* **Source data**
● ● ● ● ● ● ●

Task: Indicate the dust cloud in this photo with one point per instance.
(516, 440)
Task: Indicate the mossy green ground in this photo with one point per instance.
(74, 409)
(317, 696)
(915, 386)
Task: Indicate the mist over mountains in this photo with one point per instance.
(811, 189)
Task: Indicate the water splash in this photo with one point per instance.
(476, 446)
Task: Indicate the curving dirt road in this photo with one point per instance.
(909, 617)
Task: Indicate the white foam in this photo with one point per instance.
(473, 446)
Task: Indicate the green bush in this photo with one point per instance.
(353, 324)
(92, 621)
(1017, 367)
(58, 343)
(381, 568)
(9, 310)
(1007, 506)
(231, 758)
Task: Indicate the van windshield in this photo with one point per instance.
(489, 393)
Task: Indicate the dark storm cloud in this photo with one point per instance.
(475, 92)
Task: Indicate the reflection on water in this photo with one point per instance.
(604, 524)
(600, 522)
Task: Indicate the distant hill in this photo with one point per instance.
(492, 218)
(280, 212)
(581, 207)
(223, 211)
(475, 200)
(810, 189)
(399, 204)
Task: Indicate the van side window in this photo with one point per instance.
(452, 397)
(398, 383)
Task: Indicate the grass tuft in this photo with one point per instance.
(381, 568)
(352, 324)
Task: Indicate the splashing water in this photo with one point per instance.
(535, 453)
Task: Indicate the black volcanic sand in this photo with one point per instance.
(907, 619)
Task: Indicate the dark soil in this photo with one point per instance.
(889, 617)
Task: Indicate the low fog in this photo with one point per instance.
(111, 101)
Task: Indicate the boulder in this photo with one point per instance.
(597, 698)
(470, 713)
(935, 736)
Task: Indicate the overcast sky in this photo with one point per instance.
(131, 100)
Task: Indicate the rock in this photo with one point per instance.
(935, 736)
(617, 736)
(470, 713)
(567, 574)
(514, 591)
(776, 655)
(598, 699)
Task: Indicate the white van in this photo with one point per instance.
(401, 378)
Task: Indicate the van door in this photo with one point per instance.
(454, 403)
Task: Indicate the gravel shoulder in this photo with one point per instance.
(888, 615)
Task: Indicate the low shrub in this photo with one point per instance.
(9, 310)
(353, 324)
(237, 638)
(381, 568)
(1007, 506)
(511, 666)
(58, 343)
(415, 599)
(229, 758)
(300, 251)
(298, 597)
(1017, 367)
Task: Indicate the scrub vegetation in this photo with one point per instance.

● ● ● ● ● ● ●

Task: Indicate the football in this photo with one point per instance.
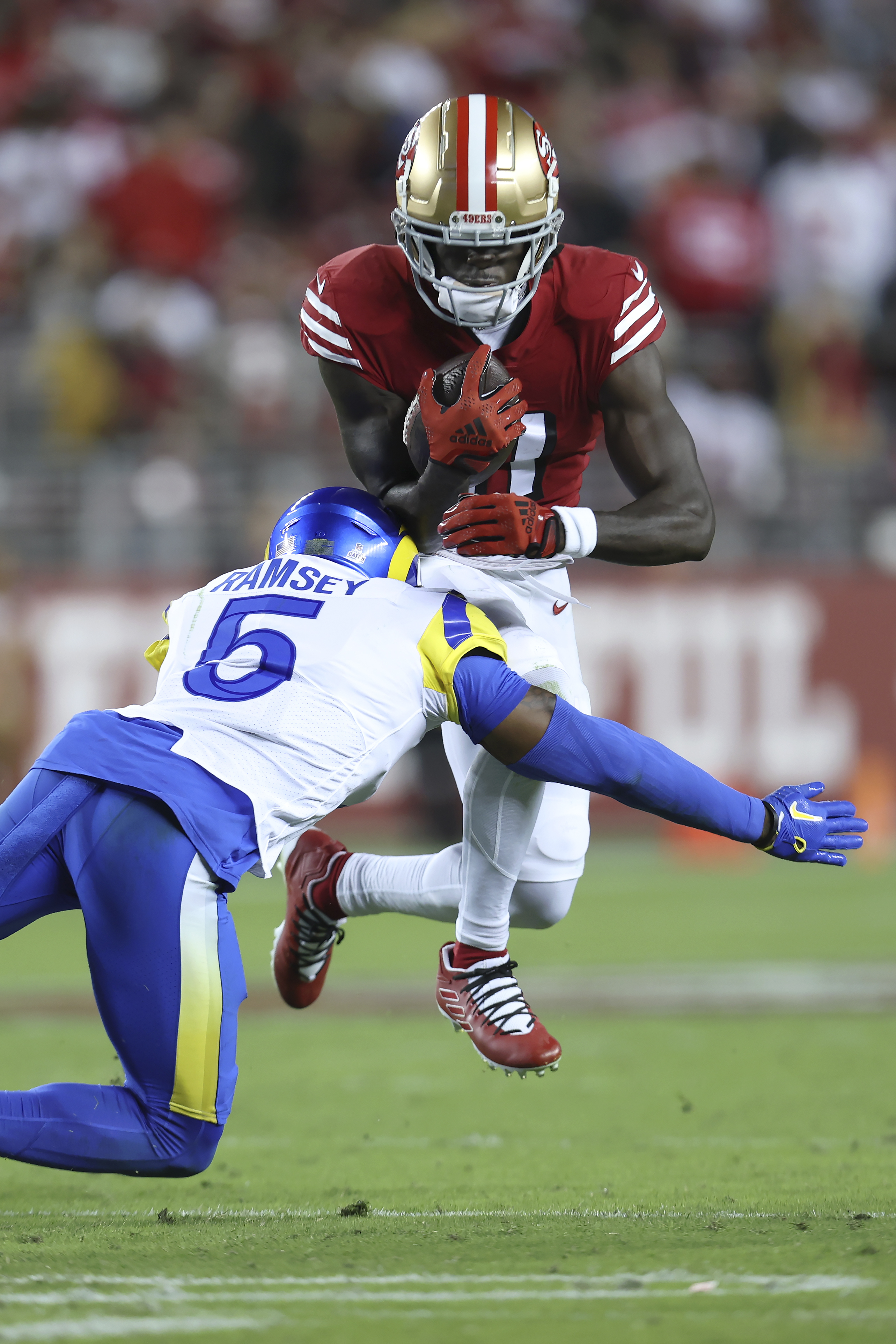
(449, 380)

● ● ● ● ● ● ●

* **Problem details**
In the listing above, transcribe exactly everything from the line containing "Task: Indicate the white van" down to the line containing "Task: Indicate the scrub", including both and nothing more.

* **Task solution**
Task: Indicate the white van in this photo with one point per instance.
(401, 378)
Task: Indicate the van door in this photo with one point per instance.
(454, 403)
Task: Indicate the gravel shoulder in this photo with one point per instance.
(888, 615)
Task: Indicate the low shrub in this photo with one point per instance.
(9, 310)
(353, 324)
(237, 638)
(381, 568)
(1007, 506)
(511, 666)
(58, 343)
(415, 599)
(229, 758)
(300, 251)
(298, 597)
(1017, 367)
Task: Indicate the scrub vegetation in this photo with one point per instance.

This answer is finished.